* EXERCISE BRIEF *
Rewrite as a numbered list every line of the records from the one containing "Can you see the spotted" through the final line, inclusive, and omit any blank lines.

* PROVIDED DATA *
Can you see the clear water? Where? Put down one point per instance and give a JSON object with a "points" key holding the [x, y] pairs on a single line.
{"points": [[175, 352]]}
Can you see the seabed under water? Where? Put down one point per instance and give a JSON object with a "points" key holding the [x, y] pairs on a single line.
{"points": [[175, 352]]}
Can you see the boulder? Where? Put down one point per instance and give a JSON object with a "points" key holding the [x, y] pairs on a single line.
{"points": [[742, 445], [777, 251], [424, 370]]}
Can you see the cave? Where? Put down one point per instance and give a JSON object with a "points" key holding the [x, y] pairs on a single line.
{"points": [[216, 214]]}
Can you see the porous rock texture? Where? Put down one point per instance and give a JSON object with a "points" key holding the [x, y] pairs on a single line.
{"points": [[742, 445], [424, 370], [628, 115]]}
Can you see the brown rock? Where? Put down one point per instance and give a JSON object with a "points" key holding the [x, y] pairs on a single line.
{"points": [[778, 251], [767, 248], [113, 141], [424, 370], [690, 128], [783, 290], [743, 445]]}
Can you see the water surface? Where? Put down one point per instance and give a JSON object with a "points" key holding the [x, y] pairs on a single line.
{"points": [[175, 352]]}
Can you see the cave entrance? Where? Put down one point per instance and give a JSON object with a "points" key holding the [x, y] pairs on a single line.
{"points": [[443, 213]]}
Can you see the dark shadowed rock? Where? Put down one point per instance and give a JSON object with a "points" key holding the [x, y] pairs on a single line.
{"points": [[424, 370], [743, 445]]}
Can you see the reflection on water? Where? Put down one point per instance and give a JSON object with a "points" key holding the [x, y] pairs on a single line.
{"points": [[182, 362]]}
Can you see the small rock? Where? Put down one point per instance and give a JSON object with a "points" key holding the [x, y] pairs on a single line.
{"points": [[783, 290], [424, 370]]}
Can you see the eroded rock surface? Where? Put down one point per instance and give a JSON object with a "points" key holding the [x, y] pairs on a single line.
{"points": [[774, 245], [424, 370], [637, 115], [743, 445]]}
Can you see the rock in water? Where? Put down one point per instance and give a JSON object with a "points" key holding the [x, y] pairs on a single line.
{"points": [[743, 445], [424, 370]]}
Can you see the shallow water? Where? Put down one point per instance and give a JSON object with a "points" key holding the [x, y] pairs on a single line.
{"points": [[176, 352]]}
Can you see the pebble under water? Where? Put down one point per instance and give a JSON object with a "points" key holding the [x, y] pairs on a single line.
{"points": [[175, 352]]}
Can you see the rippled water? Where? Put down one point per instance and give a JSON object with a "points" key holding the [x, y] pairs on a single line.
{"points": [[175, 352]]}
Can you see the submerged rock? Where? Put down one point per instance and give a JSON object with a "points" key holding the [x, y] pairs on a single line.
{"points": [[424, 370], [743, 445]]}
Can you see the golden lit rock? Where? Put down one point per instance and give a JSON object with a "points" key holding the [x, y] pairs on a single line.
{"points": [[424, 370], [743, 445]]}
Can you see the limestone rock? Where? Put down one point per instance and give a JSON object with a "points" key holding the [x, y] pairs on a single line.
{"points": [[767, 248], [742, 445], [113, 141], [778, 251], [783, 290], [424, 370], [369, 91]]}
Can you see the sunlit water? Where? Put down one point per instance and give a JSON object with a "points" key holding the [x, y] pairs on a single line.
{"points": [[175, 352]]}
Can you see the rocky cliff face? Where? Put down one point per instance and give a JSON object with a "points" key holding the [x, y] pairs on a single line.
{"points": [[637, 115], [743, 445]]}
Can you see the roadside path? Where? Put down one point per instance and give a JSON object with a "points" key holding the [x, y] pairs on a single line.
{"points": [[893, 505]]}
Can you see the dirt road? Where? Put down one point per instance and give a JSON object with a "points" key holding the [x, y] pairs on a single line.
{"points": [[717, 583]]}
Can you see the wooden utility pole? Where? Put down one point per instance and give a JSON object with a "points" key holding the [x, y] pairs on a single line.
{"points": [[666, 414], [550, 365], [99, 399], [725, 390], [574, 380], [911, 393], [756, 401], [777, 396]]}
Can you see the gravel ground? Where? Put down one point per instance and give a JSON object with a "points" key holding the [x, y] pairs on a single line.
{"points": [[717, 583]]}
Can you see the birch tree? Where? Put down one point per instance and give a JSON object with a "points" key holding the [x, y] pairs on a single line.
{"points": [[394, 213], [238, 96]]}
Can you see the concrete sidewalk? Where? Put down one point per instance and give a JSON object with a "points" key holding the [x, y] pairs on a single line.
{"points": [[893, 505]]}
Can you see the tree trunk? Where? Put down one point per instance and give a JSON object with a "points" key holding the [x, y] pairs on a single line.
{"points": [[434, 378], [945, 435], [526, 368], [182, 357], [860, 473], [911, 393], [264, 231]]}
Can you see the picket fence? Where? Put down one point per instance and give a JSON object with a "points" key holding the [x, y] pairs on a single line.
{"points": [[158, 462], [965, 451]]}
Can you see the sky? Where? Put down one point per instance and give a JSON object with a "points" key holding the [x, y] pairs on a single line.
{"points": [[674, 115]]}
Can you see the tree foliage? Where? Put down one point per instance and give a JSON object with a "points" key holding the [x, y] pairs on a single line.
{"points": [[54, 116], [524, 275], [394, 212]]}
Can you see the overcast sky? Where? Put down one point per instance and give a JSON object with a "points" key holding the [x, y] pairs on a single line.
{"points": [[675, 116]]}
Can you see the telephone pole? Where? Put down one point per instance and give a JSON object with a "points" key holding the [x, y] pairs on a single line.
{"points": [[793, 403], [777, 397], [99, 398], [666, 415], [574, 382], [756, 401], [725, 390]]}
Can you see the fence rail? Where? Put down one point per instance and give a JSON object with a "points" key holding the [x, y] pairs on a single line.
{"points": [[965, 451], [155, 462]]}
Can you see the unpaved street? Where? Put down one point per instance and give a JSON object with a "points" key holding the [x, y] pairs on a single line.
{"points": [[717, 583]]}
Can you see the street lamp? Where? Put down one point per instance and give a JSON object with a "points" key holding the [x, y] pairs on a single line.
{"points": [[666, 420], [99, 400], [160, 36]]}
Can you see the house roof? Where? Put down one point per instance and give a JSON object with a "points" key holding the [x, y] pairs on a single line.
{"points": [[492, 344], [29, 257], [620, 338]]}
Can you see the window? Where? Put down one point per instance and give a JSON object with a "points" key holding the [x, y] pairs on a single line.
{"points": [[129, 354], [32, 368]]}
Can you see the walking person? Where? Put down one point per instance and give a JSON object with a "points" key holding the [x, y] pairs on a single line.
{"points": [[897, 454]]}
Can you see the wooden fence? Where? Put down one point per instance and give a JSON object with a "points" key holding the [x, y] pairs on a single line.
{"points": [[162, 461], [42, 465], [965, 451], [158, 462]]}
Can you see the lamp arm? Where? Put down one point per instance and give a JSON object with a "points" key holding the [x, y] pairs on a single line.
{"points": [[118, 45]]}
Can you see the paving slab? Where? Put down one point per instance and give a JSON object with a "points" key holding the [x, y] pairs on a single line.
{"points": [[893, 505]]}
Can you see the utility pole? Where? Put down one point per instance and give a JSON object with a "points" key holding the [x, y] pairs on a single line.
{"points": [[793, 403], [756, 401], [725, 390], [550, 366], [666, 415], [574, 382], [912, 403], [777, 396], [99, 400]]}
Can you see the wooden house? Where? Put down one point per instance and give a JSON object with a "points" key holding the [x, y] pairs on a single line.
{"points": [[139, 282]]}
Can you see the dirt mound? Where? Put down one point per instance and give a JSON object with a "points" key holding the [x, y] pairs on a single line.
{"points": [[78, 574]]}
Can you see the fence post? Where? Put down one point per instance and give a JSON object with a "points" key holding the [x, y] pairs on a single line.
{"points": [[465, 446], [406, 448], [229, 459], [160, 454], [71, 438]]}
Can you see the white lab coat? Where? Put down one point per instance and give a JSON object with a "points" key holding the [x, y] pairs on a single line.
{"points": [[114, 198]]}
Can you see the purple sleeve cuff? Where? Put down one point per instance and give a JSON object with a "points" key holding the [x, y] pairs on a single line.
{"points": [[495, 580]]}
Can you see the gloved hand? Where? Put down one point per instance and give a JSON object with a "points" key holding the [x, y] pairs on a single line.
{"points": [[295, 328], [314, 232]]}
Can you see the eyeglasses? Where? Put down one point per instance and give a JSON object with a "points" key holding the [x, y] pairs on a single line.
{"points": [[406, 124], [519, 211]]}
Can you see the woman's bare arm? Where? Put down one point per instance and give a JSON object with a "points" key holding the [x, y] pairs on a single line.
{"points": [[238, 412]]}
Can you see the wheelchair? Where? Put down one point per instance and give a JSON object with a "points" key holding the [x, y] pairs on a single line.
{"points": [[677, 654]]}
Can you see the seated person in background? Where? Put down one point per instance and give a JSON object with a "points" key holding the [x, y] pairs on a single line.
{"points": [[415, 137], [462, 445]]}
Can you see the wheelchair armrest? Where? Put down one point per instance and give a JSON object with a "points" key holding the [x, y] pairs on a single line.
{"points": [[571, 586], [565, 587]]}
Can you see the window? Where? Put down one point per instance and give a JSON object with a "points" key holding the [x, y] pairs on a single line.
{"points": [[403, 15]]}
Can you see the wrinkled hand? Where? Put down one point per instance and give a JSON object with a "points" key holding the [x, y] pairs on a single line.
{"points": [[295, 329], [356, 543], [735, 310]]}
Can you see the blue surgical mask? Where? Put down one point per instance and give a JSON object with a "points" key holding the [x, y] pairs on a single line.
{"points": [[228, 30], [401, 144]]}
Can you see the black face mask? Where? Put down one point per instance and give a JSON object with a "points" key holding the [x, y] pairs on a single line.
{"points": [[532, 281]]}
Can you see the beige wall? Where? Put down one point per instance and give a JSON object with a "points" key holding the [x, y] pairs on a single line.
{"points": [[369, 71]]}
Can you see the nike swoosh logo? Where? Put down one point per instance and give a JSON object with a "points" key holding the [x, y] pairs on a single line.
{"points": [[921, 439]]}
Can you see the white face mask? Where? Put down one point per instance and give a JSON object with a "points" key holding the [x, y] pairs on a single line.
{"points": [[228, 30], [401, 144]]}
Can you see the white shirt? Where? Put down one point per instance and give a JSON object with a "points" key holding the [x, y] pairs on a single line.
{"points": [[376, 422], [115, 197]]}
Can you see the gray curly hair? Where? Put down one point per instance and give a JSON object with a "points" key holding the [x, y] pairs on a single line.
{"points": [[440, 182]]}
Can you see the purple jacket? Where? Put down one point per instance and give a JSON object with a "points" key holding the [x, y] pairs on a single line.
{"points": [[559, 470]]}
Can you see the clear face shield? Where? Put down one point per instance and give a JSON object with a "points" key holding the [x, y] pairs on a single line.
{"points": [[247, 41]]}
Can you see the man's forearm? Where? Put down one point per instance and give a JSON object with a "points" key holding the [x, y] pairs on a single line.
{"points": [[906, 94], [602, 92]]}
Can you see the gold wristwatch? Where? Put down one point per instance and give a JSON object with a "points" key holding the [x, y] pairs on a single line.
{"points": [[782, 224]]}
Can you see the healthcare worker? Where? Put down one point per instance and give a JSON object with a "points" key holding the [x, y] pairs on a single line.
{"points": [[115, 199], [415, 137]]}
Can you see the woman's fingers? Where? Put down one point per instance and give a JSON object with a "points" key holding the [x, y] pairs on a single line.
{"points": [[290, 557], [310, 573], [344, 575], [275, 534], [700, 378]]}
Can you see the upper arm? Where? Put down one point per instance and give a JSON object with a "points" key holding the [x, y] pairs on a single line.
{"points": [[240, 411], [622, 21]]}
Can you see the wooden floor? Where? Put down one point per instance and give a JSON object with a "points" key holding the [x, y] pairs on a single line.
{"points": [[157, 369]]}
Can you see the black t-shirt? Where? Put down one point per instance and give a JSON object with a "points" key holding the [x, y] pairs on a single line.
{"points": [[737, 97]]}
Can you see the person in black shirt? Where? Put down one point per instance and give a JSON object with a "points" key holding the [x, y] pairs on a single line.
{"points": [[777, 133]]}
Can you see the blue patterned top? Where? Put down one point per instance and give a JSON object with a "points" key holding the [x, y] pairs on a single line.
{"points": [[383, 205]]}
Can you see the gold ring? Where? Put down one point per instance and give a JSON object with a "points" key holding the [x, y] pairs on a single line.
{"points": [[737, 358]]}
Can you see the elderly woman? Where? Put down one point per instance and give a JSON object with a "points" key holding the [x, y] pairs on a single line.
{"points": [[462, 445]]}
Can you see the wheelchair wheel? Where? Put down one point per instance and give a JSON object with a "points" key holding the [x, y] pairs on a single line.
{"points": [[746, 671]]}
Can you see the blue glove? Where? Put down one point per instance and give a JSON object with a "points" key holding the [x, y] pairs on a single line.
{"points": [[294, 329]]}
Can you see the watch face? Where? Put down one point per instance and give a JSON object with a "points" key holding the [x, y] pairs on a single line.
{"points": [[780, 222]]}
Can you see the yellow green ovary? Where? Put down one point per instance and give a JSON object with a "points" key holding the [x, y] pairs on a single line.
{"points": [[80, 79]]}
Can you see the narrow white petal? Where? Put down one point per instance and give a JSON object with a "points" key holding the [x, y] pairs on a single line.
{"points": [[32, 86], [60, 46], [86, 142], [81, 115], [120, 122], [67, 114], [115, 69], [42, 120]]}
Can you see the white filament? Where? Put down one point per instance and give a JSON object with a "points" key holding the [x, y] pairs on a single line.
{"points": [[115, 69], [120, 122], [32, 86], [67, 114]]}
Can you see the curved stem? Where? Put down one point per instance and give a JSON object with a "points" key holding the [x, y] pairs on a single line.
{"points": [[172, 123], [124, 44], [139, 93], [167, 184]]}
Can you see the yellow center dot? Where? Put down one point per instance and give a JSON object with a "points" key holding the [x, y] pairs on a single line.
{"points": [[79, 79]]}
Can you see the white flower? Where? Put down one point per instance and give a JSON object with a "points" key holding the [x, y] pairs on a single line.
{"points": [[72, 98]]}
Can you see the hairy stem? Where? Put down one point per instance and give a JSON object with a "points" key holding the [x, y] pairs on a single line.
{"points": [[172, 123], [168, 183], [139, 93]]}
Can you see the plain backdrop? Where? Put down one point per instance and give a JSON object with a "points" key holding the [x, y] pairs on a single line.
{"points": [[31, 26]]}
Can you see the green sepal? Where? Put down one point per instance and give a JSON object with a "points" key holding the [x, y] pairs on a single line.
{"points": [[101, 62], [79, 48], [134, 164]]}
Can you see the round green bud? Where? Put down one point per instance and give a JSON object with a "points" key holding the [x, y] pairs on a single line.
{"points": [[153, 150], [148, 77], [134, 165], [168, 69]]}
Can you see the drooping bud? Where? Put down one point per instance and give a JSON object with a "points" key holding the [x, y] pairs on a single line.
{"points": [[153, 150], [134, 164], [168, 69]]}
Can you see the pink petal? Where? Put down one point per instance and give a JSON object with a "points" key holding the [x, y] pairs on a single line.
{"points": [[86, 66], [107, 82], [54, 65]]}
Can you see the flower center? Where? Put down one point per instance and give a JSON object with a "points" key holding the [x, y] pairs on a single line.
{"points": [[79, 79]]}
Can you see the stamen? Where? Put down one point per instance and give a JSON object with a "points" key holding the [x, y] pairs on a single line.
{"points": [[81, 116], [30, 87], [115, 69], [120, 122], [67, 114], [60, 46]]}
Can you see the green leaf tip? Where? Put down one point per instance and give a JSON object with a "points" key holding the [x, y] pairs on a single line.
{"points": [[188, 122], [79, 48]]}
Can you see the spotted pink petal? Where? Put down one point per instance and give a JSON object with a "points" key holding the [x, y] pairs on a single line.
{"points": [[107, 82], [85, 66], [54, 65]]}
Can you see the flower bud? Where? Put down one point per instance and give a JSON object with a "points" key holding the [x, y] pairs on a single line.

* REPLY TO THE EXERCISE *
1. Can you see the spotted pink petal? Where? Put down one point per instance and give a JSON object with a "points" key holding the [x, y] pairs on a single line.
2. {"points": [[107, 82], [85, 66], [54, 65]]}
3. Can you see the flower bud? Where? Put down one point per instance and give a JSON object with a "points" key holding the [x, y] pairs on a single line.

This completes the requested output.